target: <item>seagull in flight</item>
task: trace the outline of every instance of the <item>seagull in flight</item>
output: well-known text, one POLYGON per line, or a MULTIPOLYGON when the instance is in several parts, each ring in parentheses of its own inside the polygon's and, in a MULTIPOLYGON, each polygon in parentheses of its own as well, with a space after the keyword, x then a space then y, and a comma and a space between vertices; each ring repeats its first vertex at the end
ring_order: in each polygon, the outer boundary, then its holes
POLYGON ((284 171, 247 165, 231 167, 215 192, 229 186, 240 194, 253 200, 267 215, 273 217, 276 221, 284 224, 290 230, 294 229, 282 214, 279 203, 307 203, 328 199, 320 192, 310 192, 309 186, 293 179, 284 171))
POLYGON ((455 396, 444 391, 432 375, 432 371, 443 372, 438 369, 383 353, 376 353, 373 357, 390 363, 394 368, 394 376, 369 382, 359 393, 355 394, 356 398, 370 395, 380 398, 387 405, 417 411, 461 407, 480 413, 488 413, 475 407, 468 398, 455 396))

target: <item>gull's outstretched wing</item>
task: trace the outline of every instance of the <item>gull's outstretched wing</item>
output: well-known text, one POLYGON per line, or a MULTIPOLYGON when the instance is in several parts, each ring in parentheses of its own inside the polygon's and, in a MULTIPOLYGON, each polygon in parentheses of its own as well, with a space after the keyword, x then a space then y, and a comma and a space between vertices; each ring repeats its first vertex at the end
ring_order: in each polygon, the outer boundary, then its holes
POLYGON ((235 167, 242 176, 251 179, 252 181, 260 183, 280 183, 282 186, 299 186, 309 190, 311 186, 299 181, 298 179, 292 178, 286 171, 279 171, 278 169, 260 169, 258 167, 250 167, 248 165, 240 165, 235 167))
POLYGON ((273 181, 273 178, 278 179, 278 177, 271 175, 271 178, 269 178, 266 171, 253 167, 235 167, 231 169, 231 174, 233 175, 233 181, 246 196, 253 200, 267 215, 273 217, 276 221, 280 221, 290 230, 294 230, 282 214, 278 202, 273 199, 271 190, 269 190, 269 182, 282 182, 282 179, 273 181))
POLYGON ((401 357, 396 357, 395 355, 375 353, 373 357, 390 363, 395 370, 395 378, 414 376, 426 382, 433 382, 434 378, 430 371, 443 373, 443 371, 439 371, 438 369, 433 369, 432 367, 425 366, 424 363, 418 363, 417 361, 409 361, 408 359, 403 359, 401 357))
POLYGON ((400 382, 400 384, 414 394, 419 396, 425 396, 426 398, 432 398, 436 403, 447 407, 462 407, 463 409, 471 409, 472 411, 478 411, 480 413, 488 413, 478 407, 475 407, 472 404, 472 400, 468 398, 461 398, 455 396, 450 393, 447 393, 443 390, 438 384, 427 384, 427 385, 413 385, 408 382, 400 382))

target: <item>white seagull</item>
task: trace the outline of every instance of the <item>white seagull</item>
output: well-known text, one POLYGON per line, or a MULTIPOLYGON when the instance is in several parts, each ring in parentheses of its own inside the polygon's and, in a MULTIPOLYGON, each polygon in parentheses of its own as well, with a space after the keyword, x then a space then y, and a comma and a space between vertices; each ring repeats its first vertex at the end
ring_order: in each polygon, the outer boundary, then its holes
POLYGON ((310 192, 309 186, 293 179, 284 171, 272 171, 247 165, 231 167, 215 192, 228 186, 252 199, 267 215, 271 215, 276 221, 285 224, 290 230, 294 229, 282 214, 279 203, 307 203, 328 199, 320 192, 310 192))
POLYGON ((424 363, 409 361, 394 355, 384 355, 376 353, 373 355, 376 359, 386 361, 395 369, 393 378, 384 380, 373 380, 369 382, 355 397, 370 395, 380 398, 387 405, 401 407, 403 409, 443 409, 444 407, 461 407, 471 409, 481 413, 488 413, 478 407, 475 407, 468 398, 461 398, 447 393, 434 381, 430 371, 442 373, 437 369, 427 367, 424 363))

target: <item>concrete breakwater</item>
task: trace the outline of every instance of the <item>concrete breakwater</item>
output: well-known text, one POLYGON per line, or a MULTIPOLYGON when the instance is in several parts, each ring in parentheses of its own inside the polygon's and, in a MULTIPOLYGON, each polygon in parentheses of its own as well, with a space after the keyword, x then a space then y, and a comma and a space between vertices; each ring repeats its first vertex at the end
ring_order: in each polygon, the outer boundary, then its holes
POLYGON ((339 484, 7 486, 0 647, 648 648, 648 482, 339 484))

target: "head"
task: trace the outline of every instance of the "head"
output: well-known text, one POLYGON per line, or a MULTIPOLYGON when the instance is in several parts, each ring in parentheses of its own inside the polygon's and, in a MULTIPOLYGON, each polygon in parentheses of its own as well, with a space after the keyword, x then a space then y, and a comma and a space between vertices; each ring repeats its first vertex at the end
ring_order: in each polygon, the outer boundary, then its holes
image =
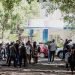
POLYGON ((19 44, 19 43, 20 43, 20 41, 19 41, 19 40, 16 40, 16 43, 18 43, 18 44, 19 44))
POLYGON ((73 46, 71 49, 71 53, 74 53, 74 52, 75 52, 75 47, 73 46))
POLYGON ((53 39, 52 42, 54 43, 55 42, 55 39, 53 39))
POLYGON ((33 42, 33 47, 36 47, 36 41, 33 42))

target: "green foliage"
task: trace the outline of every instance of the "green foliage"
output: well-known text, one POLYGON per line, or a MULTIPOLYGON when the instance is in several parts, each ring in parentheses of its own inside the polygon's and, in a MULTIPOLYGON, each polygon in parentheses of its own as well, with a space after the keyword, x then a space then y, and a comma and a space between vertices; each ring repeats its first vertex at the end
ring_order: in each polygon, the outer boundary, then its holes
POLYGON ((75 0, 50 0, 58 4, 58 8, 63 12, 64 21, 67 26, 75 27, 75 0))

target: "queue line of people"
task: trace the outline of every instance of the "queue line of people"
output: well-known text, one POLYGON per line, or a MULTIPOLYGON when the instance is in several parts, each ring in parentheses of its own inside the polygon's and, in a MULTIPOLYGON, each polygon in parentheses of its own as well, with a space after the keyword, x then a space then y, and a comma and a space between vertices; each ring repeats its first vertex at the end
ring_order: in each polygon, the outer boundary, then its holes
POLYGON ((23 42, 20 43, 17 40, 16 43, 12 42, 10 45, 7 44, 6 49, 8 66, 11 66, 11 61, 13 61, 14 67, 17 67, 17 65, 21 67, 22 63, 25 67, 27 64, 31 64, 31 58, 33 58, 34 63, 38 62, 36 42, 33 42, 33 45, 31 45, 30 41, 28 41, 25 45, 23 42))

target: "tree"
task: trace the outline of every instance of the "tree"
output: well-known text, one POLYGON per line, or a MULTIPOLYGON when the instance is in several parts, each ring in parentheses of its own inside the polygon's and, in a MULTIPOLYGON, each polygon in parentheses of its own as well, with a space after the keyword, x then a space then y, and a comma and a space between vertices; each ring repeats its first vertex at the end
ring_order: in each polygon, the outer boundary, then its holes
POLYGON ((67 26, 75 28, 75 0, 50 0, 58 5, 58 9, 62 11, 64 22, 67 26))
POLYGON ((4 30, 9 28, 8 20, 11 18, 11 13, 15 4, 18 4, 21 0, 0 0, 4 9, 4 15, 2 17, 2 42, 4 37, 4 30))
POLYGON ((25 23, 35 17, 39 17, 39 3, 32 0, 27 3, 24 0, 1 0, 4 15, 2 16, 2 39, 4 31, 11 32, 24 29, 25 23), (22 28, 21 28, 22 27, 22 28))

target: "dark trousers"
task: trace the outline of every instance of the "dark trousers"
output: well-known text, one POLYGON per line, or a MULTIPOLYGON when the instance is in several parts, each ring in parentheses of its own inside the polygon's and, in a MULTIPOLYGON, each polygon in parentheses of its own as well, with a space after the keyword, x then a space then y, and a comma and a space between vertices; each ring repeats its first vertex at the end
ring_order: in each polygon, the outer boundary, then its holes
POLYGON ((19 66, 21 67, 22 66, 22 60, 24 61, 24 67, 26 66, 26 63, 27 63, 27 59, 26 59, 26 56, 20 56, 19 57, 19 66))
POLYGON ((54 61, 55 51, 50 51, 50 62, 54 61))
POLYGON ((67 50, 63 50, 63 59, 65 59, 65 54, 67 53, 67 50))
POLYGON ((10 56, 8 66, 11 65, 11 61, 14 61, 14 67, 16 67, 17 65, 16 65, 16 57, 15 56, 10 56))

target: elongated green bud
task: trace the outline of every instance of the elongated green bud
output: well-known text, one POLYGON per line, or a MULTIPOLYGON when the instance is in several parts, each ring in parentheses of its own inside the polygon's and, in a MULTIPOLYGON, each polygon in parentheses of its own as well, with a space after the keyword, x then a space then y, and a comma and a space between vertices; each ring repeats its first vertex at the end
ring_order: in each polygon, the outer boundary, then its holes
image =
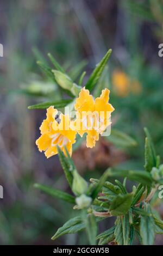
POLYGON ((83 194, 80 197, 76 198, 76 202, 79 209, 87 208, 90 206, 92 198, 83 194))
POLYGON ((76 170, 73 173, 72 190, 76 196, 84 194, 87 189, 87 182, 78 174, 76 170))
POLYGON ((67 75, 58 70, 52 70, 58 84, 63 89, 70 90, 74 96, 78 96, 81 87, 75 83, 67 75))
POLYGON ((67 75, 58 70, 52 70, 58 84, 63 89, 70 90, 73 86, 73 81, 67 75))

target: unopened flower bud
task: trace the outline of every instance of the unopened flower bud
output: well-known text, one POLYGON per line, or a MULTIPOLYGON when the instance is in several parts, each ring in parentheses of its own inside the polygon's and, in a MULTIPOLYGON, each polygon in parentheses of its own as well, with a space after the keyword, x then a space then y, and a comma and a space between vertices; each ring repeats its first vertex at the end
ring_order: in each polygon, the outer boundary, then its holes
POLYGON ((76 170, 73 172, 72 191, 77 196, 84 194, 87 189, 87 183, 76 170))
POLYGON ((163 177, 163 164, 161 164, 159 166, 159 174, 161 178, 163 177))
POLYGON ((58 84, 63 89, 70 90, 73 86, 73 82, 71 78, 65 74, 58 70, 52 70, 52 71, 58 84))
POLYGON ((160 178, 159 175, 159 170, 156 167, 153 167, 152 169, 151 175, 154 180, 158 180, 160 178))
POLYGON ((92 198, 83 194, 80 197, 76 198, 76 202, 80 209, 87 208, 90 206, 92 202, 92 198))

==========

▶ [WHAT IS REQUIRED]
Copy out, word for word, the lines above from the one containing "target: <item>white seagull</item>" through the one containing "POLYGON ((424 363, 409", both included.

▶ [WORKED SOLUTION]
target: <item>white seagull</item>
task: trace the outline of every instance of the <item>white seagull</item>
output: well-known text, one POLYGON per line, or a MULTIPOLYGON when the instance is in several parts, each ring in parentheses of its own inside the polygon's and, in a MULTIPOLYGON, each polygon in parentheses of its own as well, with a space after the keyword, x then a space then y, and a comma and a space between vertices; each ring repeats its first vertex at the end
ring_order: in each polygon, the outer boundary, then its holes
POLYGON ((310 192, 309 186, 293 179, 284 171, 272 171, 247 165, 231 167, 215 192, 228 186, 252 199, 267 215, 271 215, 276 221, 285 224, 290 230, 294 229, 282 214, 279 203, 307 203, 328 199, 320 192, 310 192))
POLYGON ((424 363, 409 361, 394 355, 384 355, 376 353, 373 355, 376 359, 386 361, 395 369, 393 378, 384 380, 373 380, 369 382, 355 397, 370 395, 380 398, 387 405, 401 407, 403 409, 443 409, 444 407, 461 407, 471 409, 481 413, 488 413, 478 407, 475 407, 468 398, 461 398, 447 393, 434 381, 430 371, 442 373, 437 369, 427 367, 424 363))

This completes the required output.